## Consigne donnée 1
Réécrivez les lignes du listing en remplaçant "weathered bucket rim" par "cracked bucket rim", sans rien changer d'autre.

## Bloc de texte
---+---
Yes, it is equivalent.


----------



## gnat

Bonjour,
"_En informatique, je ne connais rien, mais je sais tout de la vie de Napoléon.
_Pourquoi pas "je ne sais rien, mais je connais tout de la vie de Napoléon?


----------



## polyn1708

In fact you can say "En informatique je n'y connais rien, mais je sais tout de la vie de napoléon"
To answer your question, we say it this way because it is fixed by usage = "tout savoir de la vie de quelqu'un", " ne rien y connaitre en maths/ en informatique/ en cuisine"


----------



## gnat

et vous savez ou connaissez l'heure de départ?


----------



## polyn1708

"Vous connaissez l'heure de départ ?"
OR 
"Vous savez à quelle heure on part ?"
You can often use both "savoir" and "connaitre" to say the same thing, but you have to have to use slightly different structures for each verb.


----------



## gnat

That leaves me a little confused : i just read "vous savez l'heure de départ? je ne sais pas les horaires très bien.


----------



## polyn1708

"Vous savez l'heure de départ ?" = a French will understand what you mean if you say this : but it is not really a correct and grammatical way to say it !
"Je ne sais pas les horaires très bien" = it is not French at all : we say "Je ne connais pas les horaires".


----------



## ilydork

Mes questions:

- Juliette *sait*/connaît qui joue dans le film.
- Pauline ne *sait*/connaît  pas cet acteur.

Ai-je raison? Merci d'avance!


----------



## quinoa

Elle sait qui joue dans le film.
Elle connaît le nom de celui qui joue/le nom de l'acteur.

Elle ne connaît pas cet acteur. Elle ne sait pas qui il est.


----------



## LMorland

Bonjour à toutes et à tous. Here's my query: a student of mine wrote the sentence,   

*Il y a des touristes qui ne savent pas les règles du métro.  *​
I corrected the verb *savoir* to *connaître.*  My student's response? _ "Mais le témoignage a utilisé le verbe savoir...?  Est-ce que connaître, c'est vraiment le bon verbe ?"_

{The 'témoignage' to which my student refers was given to the class by another teacher, and apparently was written by a long-suffering Parisian fed up with his or her daily commute on the Métro.}

A long search through the threads of WR Fora has led me to a terrific explication of the difference between savoir and connaître by the BDP, and as far as I read it, their explanation supports my position.
---+---
## Données de travail
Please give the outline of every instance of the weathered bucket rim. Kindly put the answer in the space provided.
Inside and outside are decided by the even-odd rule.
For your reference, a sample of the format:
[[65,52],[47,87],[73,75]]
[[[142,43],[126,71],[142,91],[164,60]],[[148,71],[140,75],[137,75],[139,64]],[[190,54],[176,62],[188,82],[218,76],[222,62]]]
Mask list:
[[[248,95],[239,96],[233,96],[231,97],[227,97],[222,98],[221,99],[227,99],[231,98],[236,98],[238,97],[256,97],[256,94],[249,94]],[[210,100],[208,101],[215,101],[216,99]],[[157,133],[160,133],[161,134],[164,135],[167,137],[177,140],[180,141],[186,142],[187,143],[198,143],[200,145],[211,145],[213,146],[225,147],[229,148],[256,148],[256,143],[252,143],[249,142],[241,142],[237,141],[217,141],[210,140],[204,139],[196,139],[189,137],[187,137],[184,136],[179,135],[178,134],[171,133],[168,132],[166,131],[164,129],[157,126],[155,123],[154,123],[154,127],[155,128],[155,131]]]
---+---
## Consigne donnée 2
Rédigez la suite de la discussion sur savoir et connaître, à partir de sa dernière phrase.

## Réponse attendue 1
Please give the outline of every instance of the cracked bucket rim. Kindly put the answer in the space provided.
Inside and outside are decided by the even-odd rule.
For your reference, a sample of the format:
[[65,52],[47,87],[73,75]]
[[[142,43],[126,71],[142,91],[164,60]],[[148,71],[140,75],[137,75],[139,64]],[[190,54],[176,62],[188,82],[218,76],[222,62]]]
Mask list:
[[[248,95],[239,96],[233,96],[231,97],[227,97],[222,98],[221,99],[227,99],[231,98],[236,98],[238,97],[256,97],[256,94],[249,94]],[[210,100],[208,101],[215,101],[216,99]],[[157,133],[160,133],[161,134],[164,135],[167,137],[177,140],[180,141],[186,142],[187,143],[198,143],[200,145],[211,145],[213,146],[225,147],[229,148],[256,148],[256,143],[252,143],[249,142],[241,142],[237,141],[217,141],[210,140],[204,139],[196,139],[189,137],[187,137],[184,136],[179,135],[178,134],[171,133],[168,132],[166,131],[164,129],[157,126],[155,123],[154,123],[154,127],[155,128],[155,131]]]

## Réponse attendue 2
Qu'en pensez vous ?  Merci d'avance de votre aide.


----------



## franc 91

ne connaissent pas le réglement qui s'applique dans le métro
ils ne savent pas qu'il y a un réglement.....


----------



## sktrinch

Dirait-on "tu sais le mot?" ou "tu connais le mot?"


----------



## Nicomon

Salut sktrinck et bienvenue sur le forum. 

Ce fil ne m'a pas convaincue. Dans le contexte, c'est bien « _savoir_ », mais on peut connaître des choses, aussi, pas seulement des personnes. 

*Cette page* de la BDL, de laquelle j'ai extrait ce qui suit te sera peut-être utile. Tu y trouveres quelques exemples. 





> Leverbe _connaître_ quant à lui peut avoir comme complément des personnes et des choses, concrètes ou abstraites. Bref, _on __connaît__ quelqu’un ou quelque chose, on __sait__ quelque chose._


   Comme ça, sans plus de contexte, à mon avis les deux se disent.  Et si tu nous mettais une phrase complète?


----------



## geostan

You could use either one, but _savoir_ implies a deeper knowledge in this case.


----------



## Sam302

Bonjour,

I know the general rules for savoir and connaitre, but it seems there are contexts where either/both are used. In my quick research I've seen both "Je sais la réponse" and "Je connais la réponse", including on this forum, but the explanations I've seen are not consistent.

If we are talking about a simple answer, which you either know or you don't, wouldn't savoir be more "correct"?

On the other hand, having spent my adolescence in France, I seem to remember that in this kind of context (ie. before a noun designating a fact or piece of information) connaitre is used a little more frequently in the spoken language.  For instance, I remember people saying, "Je connais son adresse", even though savoir seems more appropriate. Or is my memory betraying me? 

Tout commentaire est le bienvenu, merci beaucoup pour votre aide


----------



## arundhati

I would rather make the difference between a noun following and anything else :
- Je connais la réponse
- Je connais son adresse
- Je sais que tu es là
- Je sais faire la différence


----------



## poireau

Bonjour,
C'est:
"Je sais/connais le numero de telephone"?  Merci!

Egalement

"Je sais/connais l'adresse"?


----------



## Nicklondon

connaitre pour les 2 phrases


----------



## jenesuispasparisienne

Est-ce que c'est : savoir tous les détails ou connaître tous les détails ? 

Je sais que le règle est connaitre + nom mais savoir semble plus correct... 
Merci


----------



## pieanne

Je dirais plutôt "connaître"


----------



## ProfCalifornie

Je comprends bien la différence entre les deux, mais est-ce qu’on *sait* ou est-ce qu’on *connaît* l’adresse de l’hôpital ? La réponse de mon texte dit « connaît » mais je ne suis pas d’accord. Quelqu’un peut m’expliquer cela? Merci d’avance !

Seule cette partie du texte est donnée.